Article:
• • • •

- Born: Andrew Festing 30 November 1941 (age 84) Northumberland, United Kingdom
- Known for: Painting

= Andrew Festing =

British artist (born 1941)

Andrew Thomas Festing MBE PPRP (born 30 November 1941) is a British portrait painter, and fellow and former president of the Royal Society of Portrait Painters.

==Life==
Andrew Festing was born on 30 November 1941, the third son of four boys of Field Marshal Sir Francis Festing and Mary Cecilia Riddell. He was brought up in Northumberland, and educated at Ampleforth College and Royal Military Academy Sandhurst. He was commissioned into The Rifle Brigade (Prince Consort's Own), part of The Royal Green Jackets from 1966, in 1961 where he served until 1969. In 1968 he married Virginia Fyffe, and has one daughter – Charlotte – and two grandchildren.

Festing worked at Sotheby's in 1969 and was head of the British Pictures Department from 1977–1981, where he became Sotheby’s chief expert for British Pictures, with specialist knowledge of portrait painting over the last 400 years. He painted many portraits whilst in the army and at Sotheby's, and took up full-time portrait painting in 1981.

Festing became a member of the Royal Society of Portrait Painters (RP) in 1989, and was President (PRP) from 2002–2008. In 2008, he was made a Member of the Order of the British Empire (MBE) for services to the arts. In 2010 he was also awarded an Honorary Doctorate of Letters from Northumbria University.

• • • •

Excerpted records:
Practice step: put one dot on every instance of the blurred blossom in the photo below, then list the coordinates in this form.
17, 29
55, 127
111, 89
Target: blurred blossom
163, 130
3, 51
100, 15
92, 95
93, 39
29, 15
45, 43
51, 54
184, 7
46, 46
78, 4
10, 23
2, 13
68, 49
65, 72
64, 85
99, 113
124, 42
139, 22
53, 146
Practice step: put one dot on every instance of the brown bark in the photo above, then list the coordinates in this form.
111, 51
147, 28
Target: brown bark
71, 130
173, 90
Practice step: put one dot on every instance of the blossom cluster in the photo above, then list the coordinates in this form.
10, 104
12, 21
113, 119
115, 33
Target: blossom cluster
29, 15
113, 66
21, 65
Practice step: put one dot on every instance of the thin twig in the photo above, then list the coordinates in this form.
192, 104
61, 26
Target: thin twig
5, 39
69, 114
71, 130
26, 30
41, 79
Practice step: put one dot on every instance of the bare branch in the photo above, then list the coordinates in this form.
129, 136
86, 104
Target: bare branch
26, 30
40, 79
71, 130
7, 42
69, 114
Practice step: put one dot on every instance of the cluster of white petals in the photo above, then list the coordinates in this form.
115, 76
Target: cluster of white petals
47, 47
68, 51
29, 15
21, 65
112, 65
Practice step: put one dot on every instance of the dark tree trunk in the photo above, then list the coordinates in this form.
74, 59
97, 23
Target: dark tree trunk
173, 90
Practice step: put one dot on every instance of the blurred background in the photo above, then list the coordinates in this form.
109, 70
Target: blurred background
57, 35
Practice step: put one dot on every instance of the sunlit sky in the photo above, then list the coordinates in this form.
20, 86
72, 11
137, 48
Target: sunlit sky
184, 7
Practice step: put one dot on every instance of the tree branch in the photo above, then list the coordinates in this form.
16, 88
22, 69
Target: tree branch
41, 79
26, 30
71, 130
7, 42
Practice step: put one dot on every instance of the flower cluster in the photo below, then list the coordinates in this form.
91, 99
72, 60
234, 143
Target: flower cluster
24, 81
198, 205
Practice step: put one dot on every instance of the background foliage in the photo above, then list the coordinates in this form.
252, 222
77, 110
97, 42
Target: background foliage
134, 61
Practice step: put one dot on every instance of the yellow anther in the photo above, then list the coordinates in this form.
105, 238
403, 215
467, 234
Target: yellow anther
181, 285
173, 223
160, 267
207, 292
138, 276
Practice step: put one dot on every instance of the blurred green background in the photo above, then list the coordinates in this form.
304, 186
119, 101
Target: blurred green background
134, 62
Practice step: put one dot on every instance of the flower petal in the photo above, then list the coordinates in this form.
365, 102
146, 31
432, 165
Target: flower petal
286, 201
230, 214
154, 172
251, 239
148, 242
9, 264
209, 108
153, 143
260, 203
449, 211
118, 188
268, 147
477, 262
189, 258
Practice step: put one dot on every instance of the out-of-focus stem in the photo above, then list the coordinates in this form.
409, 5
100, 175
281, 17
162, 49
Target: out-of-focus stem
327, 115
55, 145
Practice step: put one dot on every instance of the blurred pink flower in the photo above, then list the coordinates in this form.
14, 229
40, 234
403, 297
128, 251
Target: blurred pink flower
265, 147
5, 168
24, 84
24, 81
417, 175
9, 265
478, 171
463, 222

• • • •

Instruction 1:
Translate this sentence from the Andrew Festing biography into French: "In 2008, he was made a Member of the Order of the British Empire (MBE) for services to the arts."
Instruction 2:
Continue the Andrew Festing biography from its final sentence.

Written reply 1:
En 2008, il a été nommé membre de l'ordre de l'Empire britannique (MBE) pour services rendus aux arts.

Written reply 2:
Notable commissions include Queen Elizabeth II and other members of the British royal family on a number of occasions; official portraits of the House of Commons of the United Kingdom and the House of Lords in session; official portraits of Speakers Boothroyd and Martin; four group portraits of English cricket players in the last 40 years for Lord's; six group portraits of the staff at Holkham Hall in Norfolk. Festing has painted some 750 portraits in the last 30 years.

His portraits can be found in the Royal Collections, the National Portrait Gallery, the National Gallery of Ireland, The Palace of Westminster and many of the major private and public collections in Britain. He exhibited annually at the Royal Society of Portrait Painters.

Festing also paints landscapes, still lifes and watercolours. He has studios in central London and in Northumberland.

==Sources==
- Hiskey, Christine (2016). "Holkham: the social, architectural and landscape history of a great English country house"
- Pery, Jenny (2015). "Andrew Festing : Face Value"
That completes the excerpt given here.